Spatial localization data

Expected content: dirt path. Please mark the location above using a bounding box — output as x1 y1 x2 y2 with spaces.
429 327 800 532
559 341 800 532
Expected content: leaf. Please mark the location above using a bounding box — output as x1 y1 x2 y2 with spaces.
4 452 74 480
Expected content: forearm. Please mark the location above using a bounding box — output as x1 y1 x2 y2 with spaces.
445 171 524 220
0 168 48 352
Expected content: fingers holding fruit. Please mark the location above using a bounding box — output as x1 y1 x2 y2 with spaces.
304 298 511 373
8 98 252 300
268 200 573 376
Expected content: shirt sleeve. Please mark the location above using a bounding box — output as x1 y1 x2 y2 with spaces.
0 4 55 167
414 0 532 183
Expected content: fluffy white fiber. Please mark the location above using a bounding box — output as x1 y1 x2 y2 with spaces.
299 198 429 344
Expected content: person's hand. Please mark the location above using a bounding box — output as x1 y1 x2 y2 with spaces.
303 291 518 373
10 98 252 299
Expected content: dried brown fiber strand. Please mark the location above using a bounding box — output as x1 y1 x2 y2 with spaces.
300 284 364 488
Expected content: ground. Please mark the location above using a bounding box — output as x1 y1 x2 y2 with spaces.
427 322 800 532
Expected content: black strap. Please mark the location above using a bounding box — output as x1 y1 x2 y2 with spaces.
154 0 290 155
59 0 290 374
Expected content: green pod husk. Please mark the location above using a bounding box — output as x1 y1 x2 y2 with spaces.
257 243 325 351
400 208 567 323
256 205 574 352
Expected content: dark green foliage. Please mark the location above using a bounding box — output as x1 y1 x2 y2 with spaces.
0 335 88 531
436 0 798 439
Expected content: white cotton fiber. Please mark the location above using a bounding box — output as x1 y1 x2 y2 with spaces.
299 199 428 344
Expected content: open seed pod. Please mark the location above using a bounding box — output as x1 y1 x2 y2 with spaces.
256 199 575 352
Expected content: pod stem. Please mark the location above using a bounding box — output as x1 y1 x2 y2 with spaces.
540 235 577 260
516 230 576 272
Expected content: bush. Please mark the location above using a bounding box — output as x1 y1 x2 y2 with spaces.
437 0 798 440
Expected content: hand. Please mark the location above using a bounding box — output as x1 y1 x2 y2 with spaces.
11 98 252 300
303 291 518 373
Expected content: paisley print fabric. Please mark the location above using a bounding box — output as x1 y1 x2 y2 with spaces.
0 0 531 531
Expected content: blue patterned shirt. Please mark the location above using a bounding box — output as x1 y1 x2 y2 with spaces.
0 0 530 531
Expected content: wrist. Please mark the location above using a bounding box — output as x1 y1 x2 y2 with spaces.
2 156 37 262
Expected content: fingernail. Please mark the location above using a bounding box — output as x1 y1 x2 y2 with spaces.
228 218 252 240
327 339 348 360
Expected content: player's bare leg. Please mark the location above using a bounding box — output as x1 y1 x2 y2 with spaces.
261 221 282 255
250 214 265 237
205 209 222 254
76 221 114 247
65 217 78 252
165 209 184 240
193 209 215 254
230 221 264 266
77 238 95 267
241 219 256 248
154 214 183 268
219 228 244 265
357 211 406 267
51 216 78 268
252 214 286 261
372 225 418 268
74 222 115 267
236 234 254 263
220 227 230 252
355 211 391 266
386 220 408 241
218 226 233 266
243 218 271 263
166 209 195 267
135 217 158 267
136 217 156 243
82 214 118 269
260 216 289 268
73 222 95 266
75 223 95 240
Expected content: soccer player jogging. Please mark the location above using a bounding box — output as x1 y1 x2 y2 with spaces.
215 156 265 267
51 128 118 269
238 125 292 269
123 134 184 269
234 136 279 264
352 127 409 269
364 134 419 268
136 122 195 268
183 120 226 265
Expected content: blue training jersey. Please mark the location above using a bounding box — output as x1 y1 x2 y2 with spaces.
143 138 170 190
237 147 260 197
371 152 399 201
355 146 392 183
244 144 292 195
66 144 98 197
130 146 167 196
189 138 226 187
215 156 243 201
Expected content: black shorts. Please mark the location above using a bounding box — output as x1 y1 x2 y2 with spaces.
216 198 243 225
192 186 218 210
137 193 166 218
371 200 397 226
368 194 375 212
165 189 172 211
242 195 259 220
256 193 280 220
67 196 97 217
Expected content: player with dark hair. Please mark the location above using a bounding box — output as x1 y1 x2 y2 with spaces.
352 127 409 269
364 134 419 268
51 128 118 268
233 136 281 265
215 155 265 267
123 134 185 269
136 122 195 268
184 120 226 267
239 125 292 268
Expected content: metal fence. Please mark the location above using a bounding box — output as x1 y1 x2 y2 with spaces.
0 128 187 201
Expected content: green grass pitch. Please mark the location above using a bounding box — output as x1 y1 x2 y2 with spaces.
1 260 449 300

» WHAT IS NEEDED: Quote every entry exactly.

» ANSWER FOR THE TASK:
Expected content: dirt path. Please mark the location above using a bounding box — output as x1 y1 x2 y2 with spaces.
429 327 800 532
559 341 800 532
Expected content: leaf. Please mark the location above using a bounding box — output as x1 y1 x2 y2 with spaces.
4 452 74 480
Expected content: forearm. Please mark the location above using a bounding box — output as x1 y1 x2 y2 with spaces.
445 171 524 220
0 168 48 352
Expected content: fingers holding fruit. Please mark the location above using a bounding box — output as x1 y1 x2 y2 with spaces.
304 298 511 373
8 98 252 300
268 200 573 376
Expected content: shirt sleeve. Please mark the location above using a bounding box — output as x1 y1 x2 y2 with spaces.
0 4 55 167
414 0 532 183
Expected content: fluffy white fiber. Please mark the location above using a bounding box — output as x1 y1 x2 y2 with spaces.
299 198 429 344
Expected content: person's hand. Please mark the location above using a bounding box — output as x1 y1 x2 y2 with spaces.
303 291 518 373
10 98 252 299
Expected content: dried brown fiber strand. Please mark the location above using a bounding box — output as x1 y1 x2 y2 with spaces.
300 284 364 488
Expected content: ground. Please mark the location above using a bounding box — output as x1 y1 x2 y2 with spaces.
427 322 800 532
Expected content: black strap. Please mark the location above using a bounding box — output as x1 y1 x2 y2 with spaces.
154 0 290 155
59 0 290 374
Expected content: green pod husk. Please mark the location above using a bounding box — output as x1 y1 x2 y2 with spaces.
257 243 325 351
400 208 567 323
256 205 574 352
Expected content: dark green foliage. Please mark the location above using a bounding box — output as x1 y1 x2 y2 with spaces.
0 335 88 531
436 0 798 439
Expected content: white cotton fiber. Please mark the location above using a bounding box — output as x1 y1 x2 y2 with spaces.
299 199 428 344
Expected content: open seed pod. Please mark the location above using a bounding box — output as x1 y1 x2 y2 with spaces.
256 199 575 352
Expected content: pod stem. Please mark the location above using a bounding box — output as x1 y1 x2 y2 with spaces.
540 235 577 260
516 230 576 272
Expected content: bush. Please mark the location above using a bounding box — output as x1 y1 x2 y2 with spaces.
437 0 798 440
Expected content: hand. Please mark the location above using a bounding box — output as x1 y1 x2 y2 with spaces.
11 98 252 300
303 291 518 373
Expected content: paisley print fabric. Please mark the location above using a bounding box — output as x1 y1 x2 y2 with spaces.
0 0 531 531
Expected content: blue patterned shirt. Please mark the location above using a bounding box — output as x1 y1 x2 y2 with spaces.
0 0 530 531
Expected content: wrist. Please mark the location above using a bounding box — output as x1 y1 x2 y2 with spaces.
2 156 37 262
Expected content: fingernail. Please mark the location above using a bounding box — output as x1 y1 x2 y2 with spaces.
228 218 252 240
327 339 348 360
Expected content: player's bare leg. Please mark the location above using a bounding box — output as x1 y1 x2 y2 with spaces.
261 221 282 255
250 214 265 237
205 209 222 254
76 221 114 247
65 217 78 252
165 209 184 240
193 209 215 254
230 221 264 266
77 238 95 267
241 219 256 248
154 214 183 268
219 228 244 265
357 211 406 267
51 216 78 268
252 214 286 261
372 225 418 268
74 222 115 267
236 234 254 263
220 227 230 252
355 211 391 266
386 220 408 241
218 226 233 266
243 218 271 263
166 209 195 267
135 217 158 267
136 217 156 243
82 214 118 269
260 216 289 268
73 222 95 266
75 223 95 240
Expected content: soccer player jogging. Please mark the location above using a bounding box — output as x1 y1 x2 y2 with spaces.
215 156 265 267
51 128 118 269
238 125 292 269
123 134 184 269
234 136 279 264
352 127 409 269
364 134 419 268
136 122 195 268
183 120 226 265
Expected content: blue training jersey. Please mark the location above using a bounding box — output as x1 y1 x2 y2 with spaces.
143 138 170 190
237 147 260 197
371 152 399 201
355 146 392 183
244 144 292 195
66 144 98 197
130 146 167 196
189 138 226 187
215 156 243 201
Expected content: black shorts. Please mark the location above using a bounding box — output as x1 y1 x2 y2 with spaces.
216 198 243 225
192 186 218 210
137 193 166 218
371 200 397 226
368 194 375 212
165 189 172 211
242 195 259 220
256 193 280 220
67 196 97 217
Expected content: player with dark hair. Please mark the location above using a bounding box — output as x1 y1 x2 y2 with spaces.
352 127 409 269
364 134 419 268
51 128 118 268
233 136 281 265
215 155 265 267
123 134 185 269
136 122 195 268
184 120 226 267
239 125 292 268
Expected content: metal fence. Please mark the location above using a bounding box — output as x1 y1 x2 y2 with spaces.
0 128 187 201
Expected content: green grass pitch. Please mark the location above using a bounding box — output as x1 y1 x2 y2 with spaces.
1 260 449 300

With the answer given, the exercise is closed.